═══ Texte cité ═══
• Cité de la langue française : « Emmanuel Macron a un usage de classe de la langue »

    Cité de la langue française :

    « Emmanuel Macron a un usage de classe de la langue »

     

    Emmanuel Macron a inauguré le 30 octobre la cité internationale de la langue française à Villers-Cotterêts.

    L’hôtel de l’Élysée célèbre ainsi la langue française, mais quel français parle le président de la République ?

    Décryptage avec le linguiste Damon Mayaffre.

     

     

    Alors que le président de la République a inauguré la Cité internationale de la langue française, quelle langue parle réellement Emmanuel Macron ?

    Il utilise plusieurs registres, c’est ce qui le caractérise et le singularise des présidents avant lui.

    Il a le français littéraire, des grandes écoles, très orthodoxe.

    Et, en même temps, il a la langue managériale, avec ses anglicismes qui recouvrent le langage du business, de la start-up nation.

     

    C’est le premier président à l’utiliser de manière aussi marquée, quitte à ce que ces mots divorcent de la réalité. Sa force est de pouvoir jongler avec ces différentes langues. Tantôt, il vient flatter les Français en célébrant la langue française, tantôt il va flatter le monde des affaires.
═══ Données brutes ═══
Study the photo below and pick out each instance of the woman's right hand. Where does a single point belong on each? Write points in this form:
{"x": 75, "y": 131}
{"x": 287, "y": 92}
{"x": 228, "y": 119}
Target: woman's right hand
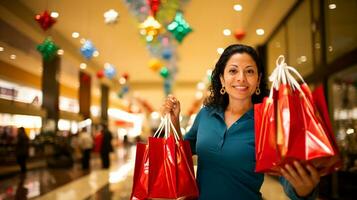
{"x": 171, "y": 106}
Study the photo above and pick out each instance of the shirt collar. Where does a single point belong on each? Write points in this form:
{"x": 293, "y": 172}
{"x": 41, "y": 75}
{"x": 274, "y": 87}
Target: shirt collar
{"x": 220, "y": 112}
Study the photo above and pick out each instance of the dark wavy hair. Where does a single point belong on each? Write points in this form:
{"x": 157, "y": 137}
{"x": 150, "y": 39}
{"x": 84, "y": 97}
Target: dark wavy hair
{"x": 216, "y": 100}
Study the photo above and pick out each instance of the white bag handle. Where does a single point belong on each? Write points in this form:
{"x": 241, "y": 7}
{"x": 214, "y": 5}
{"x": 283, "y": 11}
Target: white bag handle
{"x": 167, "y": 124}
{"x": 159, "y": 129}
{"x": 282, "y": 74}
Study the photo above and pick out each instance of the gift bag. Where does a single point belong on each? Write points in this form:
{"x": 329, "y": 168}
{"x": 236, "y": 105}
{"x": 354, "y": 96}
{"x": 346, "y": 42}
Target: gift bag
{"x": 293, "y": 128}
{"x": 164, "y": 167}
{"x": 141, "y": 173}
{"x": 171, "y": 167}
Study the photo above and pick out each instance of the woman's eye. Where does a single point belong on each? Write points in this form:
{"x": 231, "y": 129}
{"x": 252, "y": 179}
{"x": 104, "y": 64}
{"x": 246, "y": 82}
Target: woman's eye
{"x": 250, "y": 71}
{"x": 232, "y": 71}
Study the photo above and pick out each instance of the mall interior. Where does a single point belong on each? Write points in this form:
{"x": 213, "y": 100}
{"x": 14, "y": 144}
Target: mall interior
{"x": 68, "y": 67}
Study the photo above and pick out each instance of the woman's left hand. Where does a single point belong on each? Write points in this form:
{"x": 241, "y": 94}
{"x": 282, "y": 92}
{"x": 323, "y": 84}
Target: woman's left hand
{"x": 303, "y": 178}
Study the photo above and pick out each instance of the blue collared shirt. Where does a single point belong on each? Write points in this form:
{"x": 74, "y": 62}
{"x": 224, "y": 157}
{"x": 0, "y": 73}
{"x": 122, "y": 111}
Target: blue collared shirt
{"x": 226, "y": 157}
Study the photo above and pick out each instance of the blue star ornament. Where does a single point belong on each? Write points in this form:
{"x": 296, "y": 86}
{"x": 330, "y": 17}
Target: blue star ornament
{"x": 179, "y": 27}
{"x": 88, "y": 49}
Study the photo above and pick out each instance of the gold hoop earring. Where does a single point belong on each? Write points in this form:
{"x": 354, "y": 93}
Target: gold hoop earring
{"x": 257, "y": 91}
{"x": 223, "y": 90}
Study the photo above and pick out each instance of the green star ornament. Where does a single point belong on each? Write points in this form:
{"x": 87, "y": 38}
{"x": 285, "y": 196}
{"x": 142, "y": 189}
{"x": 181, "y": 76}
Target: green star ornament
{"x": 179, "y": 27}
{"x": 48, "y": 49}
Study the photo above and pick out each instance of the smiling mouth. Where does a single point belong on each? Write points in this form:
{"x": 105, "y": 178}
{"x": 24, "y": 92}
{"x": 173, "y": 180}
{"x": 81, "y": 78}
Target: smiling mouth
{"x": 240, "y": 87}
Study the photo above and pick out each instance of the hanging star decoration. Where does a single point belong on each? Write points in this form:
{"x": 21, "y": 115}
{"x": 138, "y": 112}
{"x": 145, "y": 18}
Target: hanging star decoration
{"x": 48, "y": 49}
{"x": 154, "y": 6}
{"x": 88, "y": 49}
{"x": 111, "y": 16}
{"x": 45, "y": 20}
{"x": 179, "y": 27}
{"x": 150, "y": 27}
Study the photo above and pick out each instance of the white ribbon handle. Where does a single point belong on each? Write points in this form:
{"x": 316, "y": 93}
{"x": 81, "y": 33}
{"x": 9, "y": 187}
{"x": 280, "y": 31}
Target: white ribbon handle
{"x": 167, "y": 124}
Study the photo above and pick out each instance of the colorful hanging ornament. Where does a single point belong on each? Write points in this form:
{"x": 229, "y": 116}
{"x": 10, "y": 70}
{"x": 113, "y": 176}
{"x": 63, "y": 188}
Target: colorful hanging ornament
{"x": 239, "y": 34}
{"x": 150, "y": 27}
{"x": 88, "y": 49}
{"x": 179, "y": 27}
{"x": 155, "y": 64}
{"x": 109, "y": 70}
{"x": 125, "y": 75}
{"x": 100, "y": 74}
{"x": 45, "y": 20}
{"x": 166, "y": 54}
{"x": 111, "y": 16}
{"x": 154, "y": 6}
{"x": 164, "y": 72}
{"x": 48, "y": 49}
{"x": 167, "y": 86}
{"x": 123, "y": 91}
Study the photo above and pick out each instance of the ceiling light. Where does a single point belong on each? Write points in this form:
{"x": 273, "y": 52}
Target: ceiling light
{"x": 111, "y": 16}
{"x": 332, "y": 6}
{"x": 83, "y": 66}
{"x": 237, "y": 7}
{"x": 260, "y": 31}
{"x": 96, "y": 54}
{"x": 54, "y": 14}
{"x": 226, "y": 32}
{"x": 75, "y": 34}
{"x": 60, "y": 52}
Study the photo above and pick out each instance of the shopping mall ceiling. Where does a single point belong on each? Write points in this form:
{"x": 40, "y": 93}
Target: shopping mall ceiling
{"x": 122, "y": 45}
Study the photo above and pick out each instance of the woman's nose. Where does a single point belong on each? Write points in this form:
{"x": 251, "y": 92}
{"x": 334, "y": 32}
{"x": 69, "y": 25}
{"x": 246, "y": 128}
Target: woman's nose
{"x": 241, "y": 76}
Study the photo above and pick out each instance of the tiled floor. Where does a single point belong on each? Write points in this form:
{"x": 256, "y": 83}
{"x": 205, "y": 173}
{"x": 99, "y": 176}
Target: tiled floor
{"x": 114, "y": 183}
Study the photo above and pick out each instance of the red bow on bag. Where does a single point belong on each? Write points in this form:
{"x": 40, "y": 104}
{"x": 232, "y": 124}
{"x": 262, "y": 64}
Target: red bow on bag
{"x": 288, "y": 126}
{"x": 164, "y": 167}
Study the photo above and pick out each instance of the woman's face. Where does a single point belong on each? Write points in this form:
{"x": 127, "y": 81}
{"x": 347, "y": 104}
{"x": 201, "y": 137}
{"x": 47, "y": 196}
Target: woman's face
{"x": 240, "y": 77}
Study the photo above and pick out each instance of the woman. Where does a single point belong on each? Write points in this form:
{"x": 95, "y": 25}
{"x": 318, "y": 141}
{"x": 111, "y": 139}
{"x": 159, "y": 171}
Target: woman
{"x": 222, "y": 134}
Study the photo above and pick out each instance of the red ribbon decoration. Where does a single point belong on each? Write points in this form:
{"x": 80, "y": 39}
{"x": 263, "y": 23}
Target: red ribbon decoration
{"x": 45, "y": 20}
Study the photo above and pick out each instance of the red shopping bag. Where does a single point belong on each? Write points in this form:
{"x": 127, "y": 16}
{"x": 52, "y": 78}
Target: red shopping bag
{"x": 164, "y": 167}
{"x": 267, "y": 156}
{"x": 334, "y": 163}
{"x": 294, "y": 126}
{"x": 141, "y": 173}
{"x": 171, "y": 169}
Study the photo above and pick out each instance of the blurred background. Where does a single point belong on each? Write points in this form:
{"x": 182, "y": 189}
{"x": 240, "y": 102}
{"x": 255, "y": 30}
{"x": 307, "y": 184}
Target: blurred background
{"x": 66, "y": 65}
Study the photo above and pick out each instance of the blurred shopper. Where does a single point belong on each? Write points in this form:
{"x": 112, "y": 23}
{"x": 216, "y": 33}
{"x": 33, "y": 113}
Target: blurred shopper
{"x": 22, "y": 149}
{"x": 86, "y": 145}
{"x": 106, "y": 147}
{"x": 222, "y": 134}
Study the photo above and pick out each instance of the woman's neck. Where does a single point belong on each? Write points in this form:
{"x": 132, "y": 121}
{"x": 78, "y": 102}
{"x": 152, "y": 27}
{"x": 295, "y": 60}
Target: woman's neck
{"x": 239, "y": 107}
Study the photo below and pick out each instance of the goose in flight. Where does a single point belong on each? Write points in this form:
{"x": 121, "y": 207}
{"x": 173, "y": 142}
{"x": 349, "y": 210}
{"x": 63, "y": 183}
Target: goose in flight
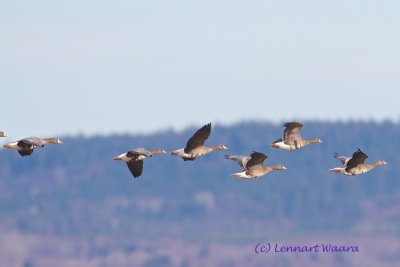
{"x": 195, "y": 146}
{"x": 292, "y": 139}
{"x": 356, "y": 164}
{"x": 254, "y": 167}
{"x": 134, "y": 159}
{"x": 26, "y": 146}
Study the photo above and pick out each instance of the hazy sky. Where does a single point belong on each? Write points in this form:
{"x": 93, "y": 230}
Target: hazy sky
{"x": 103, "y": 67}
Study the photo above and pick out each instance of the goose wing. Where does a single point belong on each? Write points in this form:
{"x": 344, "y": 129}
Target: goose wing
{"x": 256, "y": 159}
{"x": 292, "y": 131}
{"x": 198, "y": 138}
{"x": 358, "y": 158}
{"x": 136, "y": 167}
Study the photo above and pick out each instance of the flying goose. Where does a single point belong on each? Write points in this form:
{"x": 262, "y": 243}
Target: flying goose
═══
**Consignes et exigences**
D'après le texte sur la langue d'Emmanuel Macron, dans quelle ville le président a-t-il inauguré la cité internationale de la langue française ?

**En réponse**
À Villers-Cotterêts.